═══ Provided material
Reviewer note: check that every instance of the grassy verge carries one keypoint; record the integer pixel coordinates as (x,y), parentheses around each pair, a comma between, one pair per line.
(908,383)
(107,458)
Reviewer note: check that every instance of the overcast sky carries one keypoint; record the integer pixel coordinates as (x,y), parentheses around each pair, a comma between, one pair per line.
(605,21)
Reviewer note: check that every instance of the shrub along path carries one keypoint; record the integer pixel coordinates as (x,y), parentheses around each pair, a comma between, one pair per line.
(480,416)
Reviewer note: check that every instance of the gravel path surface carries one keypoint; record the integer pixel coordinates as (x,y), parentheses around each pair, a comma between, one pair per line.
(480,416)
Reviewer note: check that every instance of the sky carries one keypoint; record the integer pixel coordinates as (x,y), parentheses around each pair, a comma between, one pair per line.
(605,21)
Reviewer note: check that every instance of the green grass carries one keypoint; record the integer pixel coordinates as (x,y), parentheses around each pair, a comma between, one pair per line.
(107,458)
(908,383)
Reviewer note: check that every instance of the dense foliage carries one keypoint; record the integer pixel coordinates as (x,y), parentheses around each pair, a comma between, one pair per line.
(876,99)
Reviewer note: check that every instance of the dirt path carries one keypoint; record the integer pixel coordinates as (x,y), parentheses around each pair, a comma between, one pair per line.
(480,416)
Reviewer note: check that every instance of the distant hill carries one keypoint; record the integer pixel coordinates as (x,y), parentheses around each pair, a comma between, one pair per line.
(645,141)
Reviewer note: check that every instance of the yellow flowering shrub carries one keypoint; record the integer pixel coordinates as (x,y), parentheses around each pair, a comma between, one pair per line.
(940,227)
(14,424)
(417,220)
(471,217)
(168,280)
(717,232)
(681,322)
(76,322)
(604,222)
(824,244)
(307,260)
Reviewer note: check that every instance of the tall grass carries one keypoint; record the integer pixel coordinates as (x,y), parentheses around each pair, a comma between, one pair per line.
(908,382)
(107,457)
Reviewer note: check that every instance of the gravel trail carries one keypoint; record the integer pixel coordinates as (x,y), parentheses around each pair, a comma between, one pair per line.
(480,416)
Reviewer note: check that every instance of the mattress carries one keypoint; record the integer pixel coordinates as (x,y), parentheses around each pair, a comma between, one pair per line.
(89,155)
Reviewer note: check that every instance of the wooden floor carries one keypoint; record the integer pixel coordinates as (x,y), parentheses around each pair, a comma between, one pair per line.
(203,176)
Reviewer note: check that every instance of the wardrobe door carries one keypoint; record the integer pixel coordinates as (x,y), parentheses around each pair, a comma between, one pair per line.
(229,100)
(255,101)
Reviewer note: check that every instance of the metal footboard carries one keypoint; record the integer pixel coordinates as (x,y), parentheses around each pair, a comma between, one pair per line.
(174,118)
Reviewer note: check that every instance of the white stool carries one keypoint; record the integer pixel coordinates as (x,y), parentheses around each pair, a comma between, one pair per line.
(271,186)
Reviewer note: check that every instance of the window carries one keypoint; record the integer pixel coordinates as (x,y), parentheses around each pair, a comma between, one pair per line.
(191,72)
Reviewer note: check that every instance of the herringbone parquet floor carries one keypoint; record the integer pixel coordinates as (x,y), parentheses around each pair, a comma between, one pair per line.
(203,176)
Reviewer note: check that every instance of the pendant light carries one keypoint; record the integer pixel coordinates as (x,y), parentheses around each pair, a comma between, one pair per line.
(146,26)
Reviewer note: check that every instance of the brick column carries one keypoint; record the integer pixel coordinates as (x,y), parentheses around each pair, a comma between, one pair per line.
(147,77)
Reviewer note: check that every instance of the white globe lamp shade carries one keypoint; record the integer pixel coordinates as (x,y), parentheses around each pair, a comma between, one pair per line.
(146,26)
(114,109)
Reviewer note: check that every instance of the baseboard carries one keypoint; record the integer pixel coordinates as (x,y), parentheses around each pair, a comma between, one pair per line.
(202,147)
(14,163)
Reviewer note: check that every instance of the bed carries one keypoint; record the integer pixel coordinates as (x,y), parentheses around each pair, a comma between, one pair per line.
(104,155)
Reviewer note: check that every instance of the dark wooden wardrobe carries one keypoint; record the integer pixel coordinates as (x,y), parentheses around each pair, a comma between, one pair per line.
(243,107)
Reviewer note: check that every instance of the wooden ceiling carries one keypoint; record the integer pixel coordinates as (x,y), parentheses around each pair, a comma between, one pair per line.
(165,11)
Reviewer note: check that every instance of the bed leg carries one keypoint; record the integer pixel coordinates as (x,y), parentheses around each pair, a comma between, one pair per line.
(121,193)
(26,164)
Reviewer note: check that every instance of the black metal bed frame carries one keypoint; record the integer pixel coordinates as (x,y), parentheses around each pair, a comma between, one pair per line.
══════
**Required task:** Render all of the data above as a numbered list, leaving out any blank lines.

**Full answer:**
1. Reviewer note: check that every instance of the grassy verge carries one keypoint; record the integer pixel coordinates as (x,y), parentheses around each pair, a comma between, one pair per line.
2. (908,383)
3. (107,458)
4. Reviewer note: check that every instance of the overcast sky carries one keypoint; record the integer pixel coordinates as (x,y), parentheses around each pair, a comma between, one pair per line.
5. (605,21)
6. Reviewer note: check that every instance of the shrub along path carries one keypoint; record the integer pixel coordinates as (x,y), parentheses around each pair, a comma between, one pair per line.
7. (480,416)
8. Reviewer note: check that every instance of the gravel path surface carries one keypoint; record the integer pixel coordinates as (x,y), parentheses around each pair, a comma between, one pair per line.
9. (480,416)
10. Reviewer note: check that every instance of the sky carries one keypoint; record the integer pixel coordinates as (x,y), parentheses around each pair, a comma between, one pair per line.
11. (605,21)
12. Reviewer note: check that every instance of the green grass carries one keypoint; record the integer pixel coordinates as (x,y), parentheses around each pair, a comma between, one pair per line.
13. (107,458)
14. (908,383)
15. Reviewer note: check that every instance of the dense foliage carries one keypoint; record the integer pixel coordinates as (x,y), parentheses around each pair, a comma between, one pair per line.
16. (876,99)
17. Reviewer note: check that every instance of the dirt path carries one keypoint; record the integer pixel coordinates as (x,y), parentheses around each pair, a comma between, one pair per line.
18. (480,416)
19. Reviewer note: check that every instance of the distant hill carries one keypoint; record the integer pixel coordinates as (x,y), parentheses around each pair, a comma between, one pair per line.
20. (645,141)
21. Reviewer note: check that every instance of the yellow flowering shrub carries one keypoint; record the integer pixel coordinates as (x,y), parentheses around each pair, a comma between, one pair per line.
22. (940,227)
23. (14,424)
24. (417,220)
25. (471,217)
26. (168,280)
27. (717,232)
28. (681,322)
29. (76,322)
30. (604,222)
31. (824,244)
32. (307,260)
33. Reviewer note: check that every instance of the tall grass carries one keypoint; record the integer pixel coordinates as (x,y), parentheses around each pair, a comma between, one pair per line.
34. (908,382)
35. (107,457)
36. Reviewer note: check that every instance of the gravel trail carries one keypoint; record the integer pixel coordinates as (x,y), parentheses around each pair, a comma between, one pair per line.
37. (480,416)
38. Reviewer note: check that every instance of the mattress carries one keypoint; record the integer pixel coordinates as (x,y), parentheses around each pair, a comma between, one pair per line.
39. (89,155)
40. Reviewer note: check that every instance of the wooden floor carries one keypoint; record the integer pixel coordinates as (x,y), parentheses around each pair, a comma between, one pair per line.
41. (203,176)
42. Reviewer note: check that every instance of the wardrobe door carries one keypoint; record the integer pixel coordinates as (x,y), parentheses around each pair, a comma between, one pair per line.
43. (229,100)
44. (255,101)
45. Reviewer note: check that every instance of the metal footboard carries one keypoint; record the integer pixel coordinates as (x,y), parentheses around each pair, a comma between, one pair per line.
46. (174,118)
47. Reviewer note: check that every instance of the white stool carries one keypoint; record the integer pixel coordinates as (x,y), parentheses around each pair, a comma between, one pair per line.
48. (271,186)
49. Reviewer note: check that every instance of the window carries one keypoint; record the integer pixel coordinates as (x,y), parentheses around each pair, a comma between, one pair per line.
50. (191,72)
51. Reviewer note: check that every instance of the herringbone parquet floor carries one keypoint; record the integer pixel coordinates as (x,y), parentheses around each pair, a comma between, one pair per line.
52. (203,176)
53. Reviewer note: check that every instance of the pendant light carries one keypoint; record the integer pixel coordinates as (x,y), parentheses around each pair, a comma between, one pair per line.
54. (146,26)
55. Reviewer note: check that every instance of the brick column carries one keypoint; record the integer pixel coordinates as (x,y), parentheses around each pair, a comma between, one pair per line.
56. (147,77)
57. Reviewer note: check that every instance of the white globe lamp shade carries one keypoint; record the integer pixel coordinates as (x,y), parentheses around each pair, a comma between, one pair per line.
58. (146,26)
59. (114,109)
60. Reviewer note: check that every instance of the baseboard carries one keypoint; record the integer pixel coordinates as (x,y), parentheses around each pair, a comma between, one pair per line.
61. (202,147)
62. (14,163)
63. Reviewer note: check that every instance of the bed carries one keypoint; record the integer pixel coordinates as (x,y), parentheses around each pair, a comma between, one pair per line.
64. (104,155)
65. Reviewer note: check that every instance of the dark wooden wardrobe carries one keypoint; record the integer pixel coordinates as (x,y), parentheses around each pair, a comma between, one pair per line.
66. (243,107)
67. Reviewer note: check that every instance of the wooden ceiling carries one keypoint; record the integer pixel coordinates as (x,y), parentheses around each pair, a comma between, one pair per line.
68. (165,11)
69. Reviewer note: check that every instance of the bed leg carries one keypoint; record the integer pixel coordinates as (x,y), parentheses around each pair, a comma between, one pair per line.
70. (121,193)
71. (26,164)
72. Reviewer note: check that every instance of the black metal bed frame carries one keypoint; record the integer pixel coordinates as (x,y), parentheses around each pair, a comma between, one pair per line.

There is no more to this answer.